TASK ITEM
An exact copy of the entries is needed, with every line included.

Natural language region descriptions
·····
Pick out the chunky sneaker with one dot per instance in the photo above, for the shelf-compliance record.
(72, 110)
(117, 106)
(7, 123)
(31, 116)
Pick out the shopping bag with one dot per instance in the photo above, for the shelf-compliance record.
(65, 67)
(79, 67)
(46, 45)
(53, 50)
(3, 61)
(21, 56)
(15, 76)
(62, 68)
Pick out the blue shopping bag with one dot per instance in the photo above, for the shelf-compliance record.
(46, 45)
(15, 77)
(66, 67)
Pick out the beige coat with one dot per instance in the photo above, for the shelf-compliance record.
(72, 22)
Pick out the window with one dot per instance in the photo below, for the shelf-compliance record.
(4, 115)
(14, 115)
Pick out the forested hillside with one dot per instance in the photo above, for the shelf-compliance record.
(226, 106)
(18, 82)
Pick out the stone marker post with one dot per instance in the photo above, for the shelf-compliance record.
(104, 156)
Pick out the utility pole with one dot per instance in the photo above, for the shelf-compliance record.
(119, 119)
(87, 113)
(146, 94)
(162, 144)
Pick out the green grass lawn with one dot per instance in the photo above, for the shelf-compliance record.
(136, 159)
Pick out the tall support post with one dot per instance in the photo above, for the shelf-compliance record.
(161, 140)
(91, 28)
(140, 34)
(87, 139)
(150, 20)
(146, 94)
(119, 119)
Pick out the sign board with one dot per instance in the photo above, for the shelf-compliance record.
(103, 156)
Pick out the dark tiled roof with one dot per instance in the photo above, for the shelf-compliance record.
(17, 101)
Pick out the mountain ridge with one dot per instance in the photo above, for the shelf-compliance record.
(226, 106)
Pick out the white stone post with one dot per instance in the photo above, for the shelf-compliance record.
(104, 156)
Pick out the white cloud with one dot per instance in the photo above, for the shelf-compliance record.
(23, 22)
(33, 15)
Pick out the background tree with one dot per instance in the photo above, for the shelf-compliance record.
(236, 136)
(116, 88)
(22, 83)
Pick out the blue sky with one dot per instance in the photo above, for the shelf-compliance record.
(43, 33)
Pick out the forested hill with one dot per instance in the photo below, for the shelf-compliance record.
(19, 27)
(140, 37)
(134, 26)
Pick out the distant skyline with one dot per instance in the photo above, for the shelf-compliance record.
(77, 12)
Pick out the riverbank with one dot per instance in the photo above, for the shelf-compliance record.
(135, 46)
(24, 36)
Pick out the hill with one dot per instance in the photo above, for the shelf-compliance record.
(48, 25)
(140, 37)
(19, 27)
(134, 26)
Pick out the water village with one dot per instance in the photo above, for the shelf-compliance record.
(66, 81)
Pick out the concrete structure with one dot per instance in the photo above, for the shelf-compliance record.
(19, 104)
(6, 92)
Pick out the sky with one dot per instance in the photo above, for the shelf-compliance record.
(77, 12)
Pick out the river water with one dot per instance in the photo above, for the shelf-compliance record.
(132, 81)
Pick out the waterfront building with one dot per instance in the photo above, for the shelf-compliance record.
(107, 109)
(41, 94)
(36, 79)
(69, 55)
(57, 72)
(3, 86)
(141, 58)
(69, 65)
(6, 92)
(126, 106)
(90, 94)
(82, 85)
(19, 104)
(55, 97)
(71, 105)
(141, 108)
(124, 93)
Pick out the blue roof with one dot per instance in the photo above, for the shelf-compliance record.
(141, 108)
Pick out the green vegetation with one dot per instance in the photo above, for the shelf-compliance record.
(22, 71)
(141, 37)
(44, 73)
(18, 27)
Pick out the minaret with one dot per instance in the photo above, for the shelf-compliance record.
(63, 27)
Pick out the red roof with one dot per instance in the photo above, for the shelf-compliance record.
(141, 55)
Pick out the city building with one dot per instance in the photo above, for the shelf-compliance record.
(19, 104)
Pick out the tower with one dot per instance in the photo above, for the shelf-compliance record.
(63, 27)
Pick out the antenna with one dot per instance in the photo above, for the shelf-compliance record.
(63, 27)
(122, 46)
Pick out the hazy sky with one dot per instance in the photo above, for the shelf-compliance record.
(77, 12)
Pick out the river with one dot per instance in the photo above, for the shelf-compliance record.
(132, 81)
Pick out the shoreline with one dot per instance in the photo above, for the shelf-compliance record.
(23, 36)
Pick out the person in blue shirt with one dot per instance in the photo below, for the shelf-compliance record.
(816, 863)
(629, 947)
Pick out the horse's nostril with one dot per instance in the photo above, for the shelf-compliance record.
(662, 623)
·····
WRITTEN ANSWER
Pick out the chunky sneaker with one dot per instance in the photo above, for the shelf-compliance record.
(72, 110)
(117, 106)
(7, 123)
(31, 116)
Pick out the shopping bag with one dot per instance in the photo above, for the shelf-compliance record.
(65, 67)
(79, 67)
(46, 45)
(53, 50)
(3, 61)
(21, 56)
(15, 76)
(62, 68)
Pick out the blue shopping bag with one dot per instance in the photo above, for the shelf-compliance record.
(46, 45)
(15, 77)
(66, 67)
Pick out the beige coat with one dot per instance in the photo above, for the shelf-compliance record.
(72, 22)
Pick out the window with one dot per instance in the photo below, for the shelf-compliance record.
(4, 115)
(14, 115)
Pick out the forested hillside with one dot per instance in the photo above, for the shelf-compliance record.
(226, 106)
(18, 82)
Pick out the stone marker post with one dot per instance in the photo above, for the shelf-compliance record.
(104, 156)
Pick out the utility pole with one dot per instance in the photo above, for the shelf-compliance record.
(119, 119)
(87, 113)
(146, 94)
(162, 144)
Pick out the green grass lawn with one dot per instance in the photo above, for the shelf-compliance record.
(136, 159)
Pick out the tall support post with one dot per instance in the photo above, for the shelf-compliance record.
(161, 140)
(91, 28)
(140, 34)
(87, 139)
(150, 20)
(146, 94)
(119, 119)
Pick out the sign board with one dot per instance in the photo above, for the shelf-compliance record.
(103, 156)
Pick out the dark tiled roof with one dot per instance in the photo above, for the shelf-compliance record.
(17, 101)
Pick out the mountain ridge with one dot per instance in the photo above, for the shelf-compliance record.
(226, 106)
Pick out the white stone post with one dot per instance in the photo above, for the shelf-compliance record.
(104, 156)
Pick out the white cloud with one dot per instance in the photo above, for the shelf-compliance record.
(23, 22)
(33, 15)
Pick out the background tree with one dot per instance in the photo above, for the shelf-compliance record.
(236, 136)
(116, 88)
(22, 83)
Pick out the blue sky with one dot per instance in the photo above, for the shelf-compliance record.
(43, 33)
Pick out the forested hill with one dot per instance in the photo below, for the shelf-compliance record.
(19, 27)
(140, 37)
(134, 26)
Pick out the distant skyline with one dot per instance in the photo above, for the shelf-compliance record.
(77, 12)
Pick out the riverbank with one dot per instance in the photo above, for the shelf-compliance record.
(135, 46)
(24, 36)
Pick out the hill with one dot per instance in the photo above, for the shelf-compliance record.
(48, 25)
(140, 37)
(19, 27)
(134, 26)
Pick out the water village with one dot per instance in the photo above, for the shelf-compliance record.
(66, 81)
Pick out the concrete structure with one dot per instance in the photo above, for the shelf-compliance record.
(19, 104)
(6, 92)
Pick out the sky with one dot per instance in the photo above, for the shelf-compliance record.
(77, 12)
Pick out the river water with one dot per instance in the photo above, for the shelf-compliance record.
(132, 81)
Pick out the waterfront building with one dot per instance in the photo above, for the shelf-compliance record.
(107, 109)
(41, 94)
(36, 79)
(69, 55)
(57, 72)
(3, 86)
(141, 58)
(69, 65)
(6, 92)
(126, 106)
(90, 94)
(82, 85)
(19, 104)
(55, 97)
(71, 105)
(141, 108)
(124, 93)
Pick out the blue roof with one dot per instance in the photo above, for the shelf-compliance record.
(141, 108)
Pick out the green vegetation with one dot per instance in the photo above, for the shelf-compliance record.
(22, 71)
(141, 37)
(44, 73)
(18, 27)
Pick out the minaret with one dot per instance in the photo above, for the shelf-compliance record.
(63, 27)
Pick out the red roof with one dot per instance in the photo above, for the shelf-compliance record.
(141, 55)
Pick out the city building with one dot per instance in the photo above, for the shelf-compliance record.
(19, 104)
Pick out the tower with one dot per instance in the photo above, for the shelf-compliance record.
(63, 27)
Pick out the antenna with one dot per instance in the photo above, for the shelf-compliance record.
(63, 27)
(122, 46)
Pick out the hazy sky with one dot per instance in the photo above, for the shelf-compliance record.
(77, 12)
Pick out the river with one dot per instance in the photo above, for the shelf-compliance record.
(132, 81)
Pick out the shoreline with one dot per instance in the photo above, for the shelf-compliance record.
(23, 36)
Pick out the person in blue shirt with one dot per instance in the photo below, for the shelf-compliance record.
(816, 863)
(629, 947)
Pick out the horse's nostril with one dot per instance in the photo above, for the shelf-compliance record.
(662, 623)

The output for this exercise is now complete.